Source document:
[Start of Attachment]
World Series of Poker
- Bracelet(s): 1
- Money finish(es): 29
- Highest ITM Main Event finish: 100th, 2012

World Poker Tour
- Money finish(es): 3

European Poker Tour
- Money finish(es): 6

= Timothy Adams (poker player) =

Canadian poker player (born 1986)

Timothy Adams (born June 4, 1986) is a Canadian professional poker player from Burlington, Ontario who focuses on poker tournaments. He is currently the second biggest Canadian tournament winner in poker behind Daniel Negreanu.

==Career==
Adams began playing poker when he was 18. He played online under the alias "Tim0thee" and earned approximately $530,000 on Full Tilt Poker and nearly $2,000,000 on PokerStars in online tournaments. His first WSOP was in 2007. He earned approximately $400,000 at the 2012 WSOP and won his first bracelet in the $2,500 No Limit Hold'em - Four Handed event.
[End of Attachment]
Dataset excerpts:
[Start of Attachment]
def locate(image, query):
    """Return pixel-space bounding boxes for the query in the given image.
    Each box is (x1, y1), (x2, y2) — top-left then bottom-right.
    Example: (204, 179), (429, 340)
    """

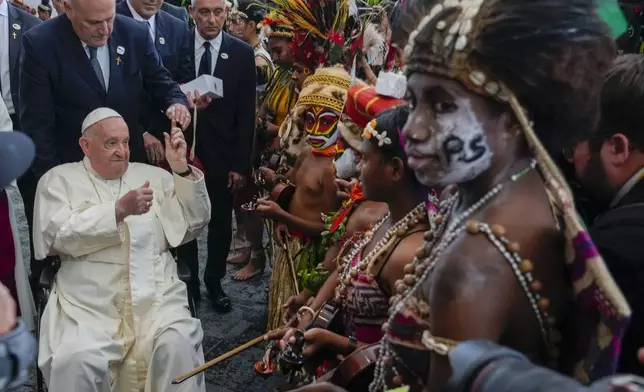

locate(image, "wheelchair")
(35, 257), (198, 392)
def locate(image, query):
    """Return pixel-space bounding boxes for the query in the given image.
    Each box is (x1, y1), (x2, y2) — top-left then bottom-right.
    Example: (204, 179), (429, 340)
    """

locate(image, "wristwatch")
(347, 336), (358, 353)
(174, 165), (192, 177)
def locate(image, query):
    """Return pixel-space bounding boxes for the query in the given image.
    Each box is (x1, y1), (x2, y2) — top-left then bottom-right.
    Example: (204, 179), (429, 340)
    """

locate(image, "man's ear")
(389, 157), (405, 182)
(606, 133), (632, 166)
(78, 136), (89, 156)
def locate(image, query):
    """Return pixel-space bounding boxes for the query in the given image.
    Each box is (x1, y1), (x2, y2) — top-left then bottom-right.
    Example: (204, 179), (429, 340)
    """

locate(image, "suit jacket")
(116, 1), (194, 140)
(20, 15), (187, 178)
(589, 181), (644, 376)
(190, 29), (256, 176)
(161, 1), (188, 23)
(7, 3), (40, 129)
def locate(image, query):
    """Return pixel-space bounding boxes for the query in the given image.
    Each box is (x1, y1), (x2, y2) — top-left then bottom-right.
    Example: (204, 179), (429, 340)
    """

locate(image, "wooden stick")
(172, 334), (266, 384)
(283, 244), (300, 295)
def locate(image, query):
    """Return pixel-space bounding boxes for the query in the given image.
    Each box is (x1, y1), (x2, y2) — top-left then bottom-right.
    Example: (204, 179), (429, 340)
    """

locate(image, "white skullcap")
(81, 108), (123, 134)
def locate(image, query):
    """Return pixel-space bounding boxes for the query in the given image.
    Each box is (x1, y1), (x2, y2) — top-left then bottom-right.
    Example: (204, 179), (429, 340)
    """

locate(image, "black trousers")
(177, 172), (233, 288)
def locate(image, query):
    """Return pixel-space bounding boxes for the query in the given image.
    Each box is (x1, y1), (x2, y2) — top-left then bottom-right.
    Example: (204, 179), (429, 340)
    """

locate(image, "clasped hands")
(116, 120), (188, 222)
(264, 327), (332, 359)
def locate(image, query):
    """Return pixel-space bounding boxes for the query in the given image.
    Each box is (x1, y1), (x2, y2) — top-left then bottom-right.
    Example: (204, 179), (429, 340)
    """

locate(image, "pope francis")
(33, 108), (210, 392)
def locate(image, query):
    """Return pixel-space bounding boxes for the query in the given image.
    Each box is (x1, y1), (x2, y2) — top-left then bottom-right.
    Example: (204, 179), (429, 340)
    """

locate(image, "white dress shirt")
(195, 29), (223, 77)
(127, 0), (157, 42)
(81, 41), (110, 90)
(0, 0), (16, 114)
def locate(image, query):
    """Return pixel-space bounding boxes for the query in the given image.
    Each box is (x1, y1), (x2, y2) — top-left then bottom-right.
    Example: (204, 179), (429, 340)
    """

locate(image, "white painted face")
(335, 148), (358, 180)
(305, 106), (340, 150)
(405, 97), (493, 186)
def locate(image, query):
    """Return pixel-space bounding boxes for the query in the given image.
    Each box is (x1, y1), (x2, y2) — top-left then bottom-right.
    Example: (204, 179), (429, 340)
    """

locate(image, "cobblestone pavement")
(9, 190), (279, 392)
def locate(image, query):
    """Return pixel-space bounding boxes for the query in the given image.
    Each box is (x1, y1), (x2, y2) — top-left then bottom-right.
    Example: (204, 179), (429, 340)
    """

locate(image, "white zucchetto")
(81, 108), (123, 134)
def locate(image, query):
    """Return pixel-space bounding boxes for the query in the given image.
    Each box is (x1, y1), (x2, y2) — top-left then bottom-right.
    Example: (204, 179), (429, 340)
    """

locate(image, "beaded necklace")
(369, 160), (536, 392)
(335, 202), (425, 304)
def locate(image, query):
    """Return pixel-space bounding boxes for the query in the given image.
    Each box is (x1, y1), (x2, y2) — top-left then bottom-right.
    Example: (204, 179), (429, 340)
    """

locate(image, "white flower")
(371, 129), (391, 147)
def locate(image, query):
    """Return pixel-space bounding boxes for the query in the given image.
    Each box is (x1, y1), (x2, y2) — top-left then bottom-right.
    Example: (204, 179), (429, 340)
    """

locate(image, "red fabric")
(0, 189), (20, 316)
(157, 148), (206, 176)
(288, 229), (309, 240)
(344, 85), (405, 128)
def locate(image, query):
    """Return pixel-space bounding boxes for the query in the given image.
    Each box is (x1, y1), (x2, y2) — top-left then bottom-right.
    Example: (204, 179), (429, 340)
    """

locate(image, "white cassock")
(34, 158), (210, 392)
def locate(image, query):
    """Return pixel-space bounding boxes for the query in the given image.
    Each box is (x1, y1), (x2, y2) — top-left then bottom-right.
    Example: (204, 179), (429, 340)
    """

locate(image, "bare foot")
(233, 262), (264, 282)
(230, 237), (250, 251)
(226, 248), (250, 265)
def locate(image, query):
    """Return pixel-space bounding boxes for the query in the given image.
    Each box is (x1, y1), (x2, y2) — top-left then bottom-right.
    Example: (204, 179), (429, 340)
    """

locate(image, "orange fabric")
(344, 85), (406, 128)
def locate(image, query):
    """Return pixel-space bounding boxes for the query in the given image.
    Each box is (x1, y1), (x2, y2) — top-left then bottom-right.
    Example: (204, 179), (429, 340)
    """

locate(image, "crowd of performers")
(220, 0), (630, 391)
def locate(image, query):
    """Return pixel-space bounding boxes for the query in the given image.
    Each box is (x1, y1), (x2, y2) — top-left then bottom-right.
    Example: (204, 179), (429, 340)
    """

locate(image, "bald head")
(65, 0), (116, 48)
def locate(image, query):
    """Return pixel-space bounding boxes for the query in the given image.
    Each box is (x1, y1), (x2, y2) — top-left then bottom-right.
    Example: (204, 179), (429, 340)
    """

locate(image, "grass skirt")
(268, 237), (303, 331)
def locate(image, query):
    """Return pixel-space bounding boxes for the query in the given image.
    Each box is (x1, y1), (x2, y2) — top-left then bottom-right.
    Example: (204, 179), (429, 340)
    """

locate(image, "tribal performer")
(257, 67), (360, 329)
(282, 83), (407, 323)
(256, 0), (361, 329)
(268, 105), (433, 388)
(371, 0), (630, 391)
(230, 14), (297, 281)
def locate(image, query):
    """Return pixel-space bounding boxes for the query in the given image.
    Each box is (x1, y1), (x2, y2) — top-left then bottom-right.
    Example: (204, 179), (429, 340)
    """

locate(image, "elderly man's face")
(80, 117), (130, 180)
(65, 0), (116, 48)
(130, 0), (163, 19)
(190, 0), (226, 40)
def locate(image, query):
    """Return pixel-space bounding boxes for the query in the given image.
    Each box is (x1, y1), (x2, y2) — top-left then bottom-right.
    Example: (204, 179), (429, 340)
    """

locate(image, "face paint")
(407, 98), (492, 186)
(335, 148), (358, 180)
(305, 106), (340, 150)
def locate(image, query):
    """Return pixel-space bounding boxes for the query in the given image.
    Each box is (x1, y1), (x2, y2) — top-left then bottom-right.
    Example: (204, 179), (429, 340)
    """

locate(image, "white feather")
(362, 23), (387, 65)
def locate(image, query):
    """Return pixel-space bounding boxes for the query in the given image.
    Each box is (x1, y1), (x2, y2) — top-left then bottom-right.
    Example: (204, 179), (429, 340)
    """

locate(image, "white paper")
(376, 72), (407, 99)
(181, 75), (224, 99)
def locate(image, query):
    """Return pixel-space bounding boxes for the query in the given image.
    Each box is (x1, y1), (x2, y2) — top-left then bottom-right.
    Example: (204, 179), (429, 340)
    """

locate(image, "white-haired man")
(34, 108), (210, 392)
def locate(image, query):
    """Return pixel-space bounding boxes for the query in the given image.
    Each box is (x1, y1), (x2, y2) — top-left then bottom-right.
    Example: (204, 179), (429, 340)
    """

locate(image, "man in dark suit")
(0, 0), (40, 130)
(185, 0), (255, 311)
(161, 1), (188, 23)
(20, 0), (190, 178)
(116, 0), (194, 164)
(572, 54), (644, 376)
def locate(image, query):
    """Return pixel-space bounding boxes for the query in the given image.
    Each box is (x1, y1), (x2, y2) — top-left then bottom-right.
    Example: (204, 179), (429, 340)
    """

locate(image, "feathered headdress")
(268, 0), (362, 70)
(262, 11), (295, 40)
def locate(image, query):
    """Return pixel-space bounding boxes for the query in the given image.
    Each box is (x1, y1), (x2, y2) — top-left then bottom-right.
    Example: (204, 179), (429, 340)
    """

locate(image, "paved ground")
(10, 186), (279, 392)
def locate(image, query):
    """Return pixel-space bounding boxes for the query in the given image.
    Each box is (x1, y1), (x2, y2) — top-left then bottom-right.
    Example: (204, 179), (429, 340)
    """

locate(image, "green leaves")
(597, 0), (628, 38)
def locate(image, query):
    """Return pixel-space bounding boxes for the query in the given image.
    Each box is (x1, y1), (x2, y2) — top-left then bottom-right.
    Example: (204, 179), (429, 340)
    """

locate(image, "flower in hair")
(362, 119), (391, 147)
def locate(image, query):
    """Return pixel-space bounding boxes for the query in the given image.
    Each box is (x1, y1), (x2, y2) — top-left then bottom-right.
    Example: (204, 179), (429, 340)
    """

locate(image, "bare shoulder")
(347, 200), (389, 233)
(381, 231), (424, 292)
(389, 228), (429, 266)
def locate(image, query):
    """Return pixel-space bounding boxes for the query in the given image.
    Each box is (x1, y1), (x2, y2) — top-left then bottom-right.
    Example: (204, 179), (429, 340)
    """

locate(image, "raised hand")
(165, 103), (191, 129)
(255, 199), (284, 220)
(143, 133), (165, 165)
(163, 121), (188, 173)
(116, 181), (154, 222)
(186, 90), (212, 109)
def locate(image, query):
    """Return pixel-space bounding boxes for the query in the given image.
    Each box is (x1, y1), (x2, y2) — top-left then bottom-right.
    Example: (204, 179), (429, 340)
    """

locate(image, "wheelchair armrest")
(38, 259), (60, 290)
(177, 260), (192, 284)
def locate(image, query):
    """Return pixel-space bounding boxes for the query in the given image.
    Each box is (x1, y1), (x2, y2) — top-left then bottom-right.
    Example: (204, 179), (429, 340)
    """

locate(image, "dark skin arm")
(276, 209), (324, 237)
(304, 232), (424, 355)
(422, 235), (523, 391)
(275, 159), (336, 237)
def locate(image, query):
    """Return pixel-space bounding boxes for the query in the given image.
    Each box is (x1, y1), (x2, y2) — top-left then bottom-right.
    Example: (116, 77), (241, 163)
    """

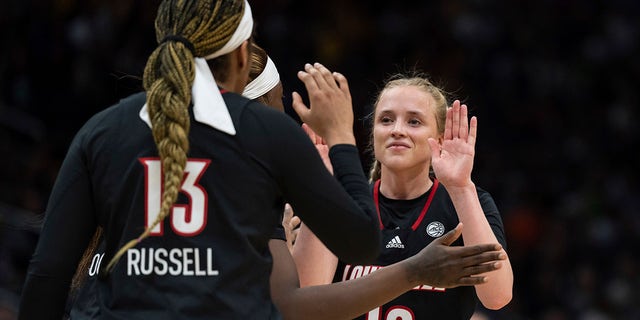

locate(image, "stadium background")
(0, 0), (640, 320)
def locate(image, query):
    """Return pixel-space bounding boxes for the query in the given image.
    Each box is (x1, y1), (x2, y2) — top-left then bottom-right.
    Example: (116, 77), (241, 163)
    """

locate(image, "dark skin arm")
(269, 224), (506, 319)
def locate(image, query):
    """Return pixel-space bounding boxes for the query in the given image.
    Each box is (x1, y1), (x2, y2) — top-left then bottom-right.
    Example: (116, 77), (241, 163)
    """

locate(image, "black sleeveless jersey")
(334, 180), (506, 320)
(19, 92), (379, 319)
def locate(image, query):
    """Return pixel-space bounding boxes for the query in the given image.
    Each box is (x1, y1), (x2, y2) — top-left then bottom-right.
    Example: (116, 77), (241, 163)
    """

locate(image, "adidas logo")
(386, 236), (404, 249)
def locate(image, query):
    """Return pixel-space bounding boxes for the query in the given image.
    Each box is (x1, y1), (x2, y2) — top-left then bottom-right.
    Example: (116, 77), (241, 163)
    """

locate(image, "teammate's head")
[End of Attachment]
In the Timothy Adams profile, rewrite everything from "World Series of" down to "player (born 1986)", changing "Money finish(es)" to "Cash finish(es)".

Exercise response:
World Series of Poker
- Bracelet(s): 1
- Cash finish(es): 29
- Highest ITM Main Event finish: 100th, 2012

World Poker Tour
- Cash finish(es): 3

European Poker Tour
- Cash finish(es): 6

= Timothy Adams (poker player) =

Canadian poker player (born 1986)